— Start TEXT PASSAGE —

The question of the enforcement of judgments, always an issue of concern as regards to the effectiveness of human rights courts, is addressed in article 26 of the Statute.[165] In particular, judgments shall be enforced immediately after being served to litigant parties and in accordance with the domestic procedures concerning the execution of final judgments given by national courts.[166] To ensure execution as envisaged in article 26 of the Statute[167] contracting parties will have to introduce the necessary changes in their domestic legal orders. As matters now stand, it is not clear from the Statute whether supervision of the judgments’ execution will rest with the ACtHR itself or the Assembly. Under article 29 of the Statute[168] instances of non-compliance with the judgments have to be included in the ACtHR’s annual report which will be presented to the Assembly for its approval.[169] What actions the Assembly may take to ensure compliance and secure the execution of judgments is not set out in the Statute since the adoption of a mechanism to ensure this awaits the work of the Assembly. It is submitted that the Assembly should be able to refer the matter of a contracting party’s persistent refusal to comply to the LAS Council for further action, although it is true to say that there is no institutional link between the two organs. As far as the ECtHR is concerned, the situation is considerably different because its judgments are transmitted to the Committee of Ministers, the decision-making body of the Council of Europe, which is then responsible for supervising their execution.[170] Although it is evident from the language of article 26 of the Statute[171] that judgments are binding on the parties to a case, it might have been prudent to have added an explicit provision to that effect in the Statute.[172]
There are a number of disturbing omissions in the Statute. Foremost is the absence of authority for the ACtHR to indicate or order, either proprio motu or at the request of a party to the case, provisional, or interim, measures in cases of extreme seriousness and urgency which are necessary to avert irreparable damage to individuals, or to preserve the rights of the parties.[173] No provision is made should a party fail to appear before the ACtHR or does not defend the case against it.[174] Neither is any provision made for any contracting party or the LAS Council or any subordinate organization and agency that believes it has a legal interest in a case or could be affected by its decision to petition the ACtHR to intervene.[175] In addition, other procedural matters, relating to written and oral procedures, are not covered.[176] There is no mention of evidence and witnesses.[177] It may be that the Rules will address these issues.

— End TEXT PASSAGE —
— Start DATASET EXCERPTS —

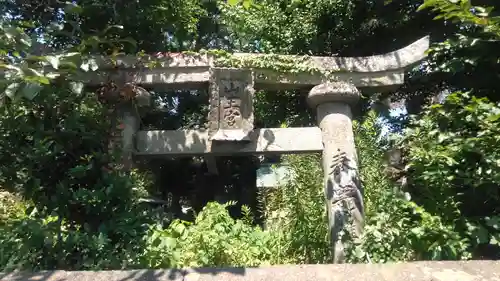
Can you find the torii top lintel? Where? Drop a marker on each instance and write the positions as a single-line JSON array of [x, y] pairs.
[[378, 72]]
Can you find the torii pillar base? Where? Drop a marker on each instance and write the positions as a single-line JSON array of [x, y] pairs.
[[343, 191]]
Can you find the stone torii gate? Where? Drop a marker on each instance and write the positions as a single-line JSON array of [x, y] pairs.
[[335, 84]]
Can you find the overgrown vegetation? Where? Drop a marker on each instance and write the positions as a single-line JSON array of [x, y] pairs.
[[66, 203]]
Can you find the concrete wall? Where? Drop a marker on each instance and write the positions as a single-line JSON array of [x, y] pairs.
[[416, 271]]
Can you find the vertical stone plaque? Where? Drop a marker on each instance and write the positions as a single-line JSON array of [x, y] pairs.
[[231, 104]]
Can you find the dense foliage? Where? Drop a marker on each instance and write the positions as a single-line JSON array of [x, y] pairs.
[[66, 203]]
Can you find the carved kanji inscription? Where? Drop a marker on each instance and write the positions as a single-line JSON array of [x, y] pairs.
[[231, 104]]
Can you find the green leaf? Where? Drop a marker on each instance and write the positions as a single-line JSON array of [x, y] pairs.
[[53, 60], [76, 87], [72, 8], [31, 90], [11, 90]]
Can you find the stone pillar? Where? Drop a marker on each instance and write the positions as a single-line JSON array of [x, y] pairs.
[[343, 191], [130, 122]]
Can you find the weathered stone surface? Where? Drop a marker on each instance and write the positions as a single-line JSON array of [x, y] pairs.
[[343, 191], [197, 142], [378, 72], [231, 104], [415, 271]]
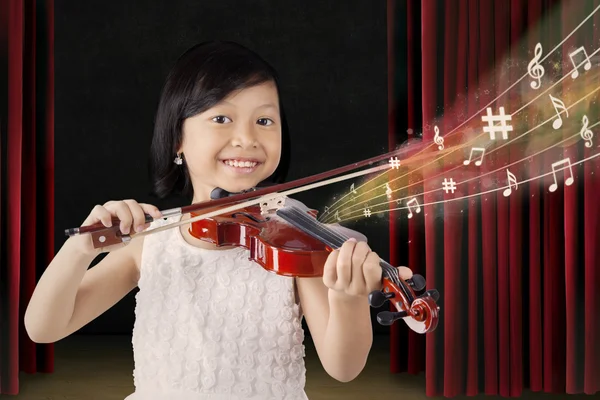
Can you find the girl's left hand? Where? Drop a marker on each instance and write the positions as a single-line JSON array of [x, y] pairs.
[[354, 270]]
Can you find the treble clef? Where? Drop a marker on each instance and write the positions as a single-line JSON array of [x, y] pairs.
[[438, 139], [536, 71], [586, 133]]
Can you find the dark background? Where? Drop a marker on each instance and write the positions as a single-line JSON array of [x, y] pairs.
[[111, 59]]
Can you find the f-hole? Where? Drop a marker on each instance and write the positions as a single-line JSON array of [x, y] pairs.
[[250, 216]]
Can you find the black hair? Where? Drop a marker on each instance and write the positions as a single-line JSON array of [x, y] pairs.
[[202, 77]]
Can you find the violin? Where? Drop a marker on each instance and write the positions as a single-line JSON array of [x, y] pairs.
[[284, 237]]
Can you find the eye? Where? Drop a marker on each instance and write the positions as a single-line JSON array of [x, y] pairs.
[[221, 119], [265, 121]]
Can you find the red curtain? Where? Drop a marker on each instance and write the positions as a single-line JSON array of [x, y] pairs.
[[519, 276], [26, 178]]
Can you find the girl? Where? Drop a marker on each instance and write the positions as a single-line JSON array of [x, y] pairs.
[[210, 324]]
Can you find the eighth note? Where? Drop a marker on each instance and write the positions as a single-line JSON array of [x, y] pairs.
[[588, 63], [478, 162], [536, 71], [568, 181], [512, 179], [438, 139], [586, 133], [388, 191], [417, 207], [558, 104]]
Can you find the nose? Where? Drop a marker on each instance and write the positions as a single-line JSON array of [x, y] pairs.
[[244, 136]]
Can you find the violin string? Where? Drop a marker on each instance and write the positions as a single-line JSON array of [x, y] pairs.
[[460, 146], [336, 239]]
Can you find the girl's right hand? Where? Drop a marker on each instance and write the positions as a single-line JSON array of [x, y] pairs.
[[131, 216]]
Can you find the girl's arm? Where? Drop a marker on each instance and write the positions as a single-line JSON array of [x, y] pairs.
[[69, 295], [337, 310]]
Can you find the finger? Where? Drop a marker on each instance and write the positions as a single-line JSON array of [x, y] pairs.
[[329, 269], [151, 210], [359, 256], [101, 214], [122, 211], [344, 264], [405, 273], [139, 218], [373, 272]]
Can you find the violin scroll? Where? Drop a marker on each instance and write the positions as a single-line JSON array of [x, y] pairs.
[[420, 313]]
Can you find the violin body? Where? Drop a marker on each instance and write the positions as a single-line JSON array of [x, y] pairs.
[[273, 243], [285, 238]]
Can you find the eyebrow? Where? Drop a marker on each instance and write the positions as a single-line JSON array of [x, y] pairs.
[[266, 105]]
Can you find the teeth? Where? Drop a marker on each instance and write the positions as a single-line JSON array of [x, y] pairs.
[[240, 164]]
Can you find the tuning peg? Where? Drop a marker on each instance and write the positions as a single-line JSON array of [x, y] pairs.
[[417, 282], [389, 317], [377, 298], [433, 293]]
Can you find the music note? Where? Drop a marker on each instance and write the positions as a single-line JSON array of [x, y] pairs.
[[388, 191], [558, 104], [417, 207], [588, 63], [438, 139], [536, 71], [568, 181], [478, 162], [512, 179], [586, 133], [352, 191]]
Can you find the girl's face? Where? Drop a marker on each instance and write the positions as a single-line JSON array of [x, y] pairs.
[[235, 144]]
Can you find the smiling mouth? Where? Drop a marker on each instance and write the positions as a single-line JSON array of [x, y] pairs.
[[241, 166], [241, 163]]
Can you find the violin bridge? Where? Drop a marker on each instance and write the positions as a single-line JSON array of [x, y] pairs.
[[271, 204]]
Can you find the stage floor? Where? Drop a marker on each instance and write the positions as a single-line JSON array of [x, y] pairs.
[[100, 368]]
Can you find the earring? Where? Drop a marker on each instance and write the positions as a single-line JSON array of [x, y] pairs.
[[178, 160]]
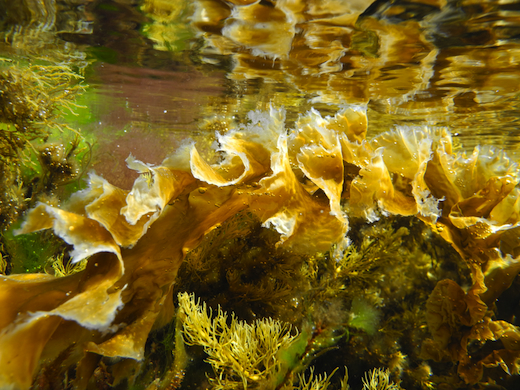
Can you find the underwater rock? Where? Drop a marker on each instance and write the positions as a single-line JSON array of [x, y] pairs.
[[304, 184]]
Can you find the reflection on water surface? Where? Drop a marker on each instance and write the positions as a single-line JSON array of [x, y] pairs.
[[250, 210]]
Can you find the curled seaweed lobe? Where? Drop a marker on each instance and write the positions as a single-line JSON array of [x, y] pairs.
[[305, 185]]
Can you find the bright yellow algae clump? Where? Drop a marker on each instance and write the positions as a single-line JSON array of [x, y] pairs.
[[303, 184]]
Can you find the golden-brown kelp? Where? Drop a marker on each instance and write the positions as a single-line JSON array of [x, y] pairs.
[[304, 185]]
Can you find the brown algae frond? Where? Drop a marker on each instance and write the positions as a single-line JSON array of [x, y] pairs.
[[434, 214]]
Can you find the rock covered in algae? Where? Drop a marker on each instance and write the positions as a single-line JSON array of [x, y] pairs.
[[304, 184]]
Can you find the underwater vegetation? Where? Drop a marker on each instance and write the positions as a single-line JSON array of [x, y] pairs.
[[386, 255]]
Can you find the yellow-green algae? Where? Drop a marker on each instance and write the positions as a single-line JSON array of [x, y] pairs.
[[265, 234], [403, 267]]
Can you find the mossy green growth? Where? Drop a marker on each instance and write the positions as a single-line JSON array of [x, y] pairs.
[[364, 316], [33, 252]]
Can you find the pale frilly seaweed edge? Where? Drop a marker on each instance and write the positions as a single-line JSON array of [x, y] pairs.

— End DATASET EXCERPTS —

## REQUIRED WORK:
From the text passage on the Statute, list every body or organ referred to by a capitalized name or an abbreviation.

## WRITTEN REPLY:
ACtHR
Assembly
LAS Council
ECtHR
Committee of Ministers
Council of Europe